* [REQUIRED TASK]: Extract the records below, copying each line word for word and leaving out the pictures.

---- TASK INPUTS

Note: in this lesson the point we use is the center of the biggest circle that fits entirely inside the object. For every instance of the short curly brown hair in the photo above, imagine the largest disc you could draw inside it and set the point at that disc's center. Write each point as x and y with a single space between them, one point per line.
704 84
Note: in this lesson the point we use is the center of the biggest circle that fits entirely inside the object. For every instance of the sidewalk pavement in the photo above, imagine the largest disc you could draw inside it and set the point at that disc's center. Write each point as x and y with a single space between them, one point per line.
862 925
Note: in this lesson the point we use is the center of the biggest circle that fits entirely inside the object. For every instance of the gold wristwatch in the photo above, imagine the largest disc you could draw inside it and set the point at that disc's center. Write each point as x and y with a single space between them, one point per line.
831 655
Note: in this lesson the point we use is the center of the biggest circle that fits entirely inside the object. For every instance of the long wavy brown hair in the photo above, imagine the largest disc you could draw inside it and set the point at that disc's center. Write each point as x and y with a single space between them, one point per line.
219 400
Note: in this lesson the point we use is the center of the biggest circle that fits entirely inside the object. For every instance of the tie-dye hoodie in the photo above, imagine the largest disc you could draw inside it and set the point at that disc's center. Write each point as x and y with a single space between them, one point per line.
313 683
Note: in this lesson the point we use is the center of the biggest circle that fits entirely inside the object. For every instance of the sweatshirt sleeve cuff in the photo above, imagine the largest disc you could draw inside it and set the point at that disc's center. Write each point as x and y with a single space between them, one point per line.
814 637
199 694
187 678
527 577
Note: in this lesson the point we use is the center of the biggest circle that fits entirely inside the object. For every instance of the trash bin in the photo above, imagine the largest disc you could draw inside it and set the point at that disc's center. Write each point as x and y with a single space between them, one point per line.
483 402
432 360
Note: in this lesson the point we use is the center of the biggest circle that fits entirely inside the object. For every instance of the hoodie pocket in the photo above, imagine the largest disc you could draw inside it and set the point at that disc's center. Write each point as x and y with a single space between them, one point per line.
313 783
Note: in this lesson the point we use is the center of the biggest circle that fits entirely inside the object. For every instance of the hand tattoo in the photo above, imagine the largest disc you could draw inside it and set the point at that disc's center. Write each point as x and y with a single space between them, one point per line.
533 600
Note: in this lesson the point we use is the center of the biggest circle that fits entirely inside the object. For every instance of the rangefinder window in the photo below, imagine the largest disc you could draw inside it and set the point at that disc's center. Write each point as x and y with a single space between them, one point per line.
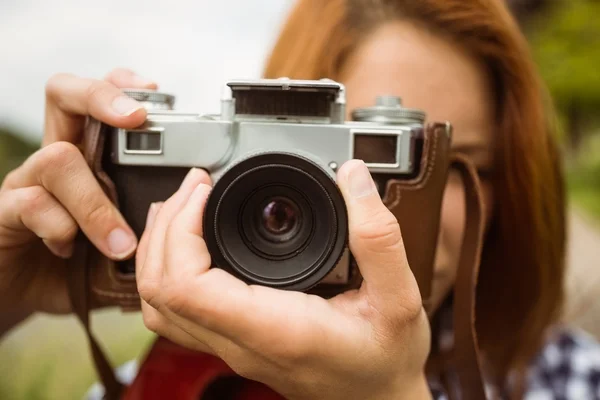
376 149
143 142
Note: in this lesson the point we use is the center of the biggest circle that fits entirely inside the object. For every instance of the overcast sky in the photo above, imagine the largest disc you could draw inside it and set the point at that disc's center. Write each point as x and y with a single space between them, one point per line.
190 47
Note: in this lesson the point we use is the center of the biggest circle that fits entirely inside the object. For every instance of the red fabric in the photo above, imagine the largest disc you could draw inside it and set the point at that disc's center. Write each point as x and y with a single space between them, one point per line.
173 372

--------

* [WRITTEN SOLUTION]:
Note: in this lesson the point we use is the center of the biggest circle that fits entirely inside the object. For every instance of the short curly brown hair in the photo above, imagine the largest disc you could draw inside it and set the point at that disc's center. Write each point as x and y with a single space between them, one point per line.
704 84
Note: in this lesson the point we use is the center of the biggest circle that fits entirely inside the object. For every instance of the sidewalk pavement in the photo above, imagine the largest disc you could draw inside it and set the point at that disc's center. Write each point as x and y with a single space between them, one point per line.
862 925
Note: in this lesson the point we use is the center of the biggest circle that fits entirely inside the object. For every instance of the gold wristwatch in the photo above, imagine the largest disc you could draw inside it and set the point at that disc's center. Write each point as x and y with a single space between them, one point per line.
831 655
Note: in this lesson the point we use is the center of the biggest circle that fits entirely inside the object. For every instance of the long wavy brown hair in the photo above, imagine the largest disc you could draw inside it and set the point at that disc's center. Write each point as x and y with a single space between them, one point per line.
219 400
Note: in this lesson the point we use is the center of the biggest circle that fits entirely inside the object. For every instance of the tie-dye hoodie in the photo above, imagine the largest disc you could draw inside it and set the point at that disc's center. Write each point as x and y with a single space between them, one point per line.
313 683
Note: in this lesson the point we use is the center of the biggest circle that fits entirely inside the object. For every instance of the sweatshirt sleeve cuff in the photo above, imagine the largest disc you could draw inside it and set the point at that disc's center. Write each point as x and y with a single space between them, one point per line.
814 637
199 694
187 678
527 577
Note: in this lesson the point we use is the center of the biggest circle that fits entirely inside the object. For every instance of the trash bin in the photo above, imagine the largest disc you could draw inside it and set the point at that disc's center. Write each point as x and y with a single space between them, one point per line.
483 402
432 360
Note: in this lesson the point we use is the center of the biggest circle that fits entirely inside the object. For every instance of the hoodie pocket in the photo above, imagine the largest disc you could draw inside it and set the point at that disc's center. Write each point as x and y with a single space between them, one point per line.
313 783
Note: in this lesson the point we use is the center of the biggest circle that fits entirely inside the object. For every instance of the hand tattoo in the photo above, imagine the largest disc you could draw inside it and set the point at that disc's center. Write each point as x and y with a single space between them, one point per line.
533 600
Note: in this lesson the point we use is the center of the biggest circle that fits entirely inside the object. For every instance of the rangefinder window in the photo below, imagine the largest disc you could draw inside it and set the point at that disc's center. Write each point as x and y with a single space between them, one point per line.
376 149
143 142
Note: in this lesson the point we use is the center of the biggest circle that fits entirely inside the object. For every instance of the overcast sky in the photo above, imagine the largest disc you could draw inside it and set the point at that disc's center. Write each point as x and y with a single space between them, one point per line.
190 47
Note: in this lesson the point we use is the center of the biggest circle that fits entirely inside the object. For every instance of the red fabric in the photo above, imagine the largest disc you could draw inside it and set the point at that disc's center. Write each point as x and y with a single space between them, one point per line.
173 372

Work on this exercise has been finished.